:: Text excerpt ::
= = =

I ran into some minor glitches trying to install and use DeepSpeech couple of days ago. I’m sure they’ll be fixed soon enough but meanwhile hope this helps: https://www.phpied.com/taking-mozillas-deepspeech-for-a-spin...

It only works on "short", about 5 seconds or so, audio clips. (We should have documented this better, but I just put in a PR adding this to the documentation.)

However, you can use voice activity detection (VAD), for example webrtcvad from PyPI, to chop long audio into smaller bits that are able to be digested.

Maybe we should just put VAD in the client and have this occur automatically?

out of interest, do you also work on a reverse solution, text-to-speech? Most open source engines sadly still can't compete with commercial alternatives.

Maybe Tacotron will interest you? It's an end-to-end model, that's reasonably close to the state of the art:

https://google.github.io/tacotron/publications/tacotron/inde...

They are some open source implementations.

= = =

:: Dataset ::

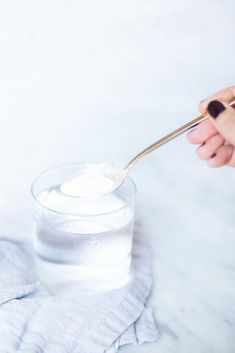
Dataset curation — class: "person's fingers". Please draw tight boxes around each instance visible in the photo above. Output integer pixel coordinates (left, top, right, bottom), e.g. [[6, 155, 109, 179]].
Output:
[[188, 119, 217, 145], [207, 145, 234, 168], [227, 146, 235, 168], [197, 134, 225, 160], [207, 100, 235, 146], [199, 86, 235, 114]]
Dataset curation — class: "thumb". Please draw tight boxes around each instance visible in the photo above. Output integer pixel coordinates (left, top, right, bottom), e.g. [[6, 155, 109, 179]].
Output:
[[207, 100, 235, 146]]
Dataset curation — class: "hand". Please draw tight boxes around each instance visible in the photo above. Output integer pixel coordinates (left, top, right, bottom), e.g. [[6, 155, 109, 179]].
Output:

= = =

:: Stated problem 1 ::
Answer from the DeepSpeech thread:
(a) About how long can an audio clip be for DeepSpeech to work on it?
(b) Which package from PyPI is named as an example of voice activity detection?
(c) Which model is suggested to someone interested in text-to-speech?
:: Stated problem 2 ::
Duplicate the DeepSpeech thread from "I ran into some" up to and including "to the documentation.)".

:: Final result 1 ::
(a) About 5 seconds.
(b) webrtcvad.
(c) Tacotron.

:: Final result 2 ::
I ran into some minor glitches trying to install and use DeepSpeech couple of days ago. I’m sure they’ll be fixed soon enough but meanwhile hope this helps: https://www.phpied.com/taking-mozillas-deepspeech-for-a-spin...

It only works on "short", about 5 seconds or so, audio clips. (We should have documented this better, but I just put in a PR adding this to the documentation.)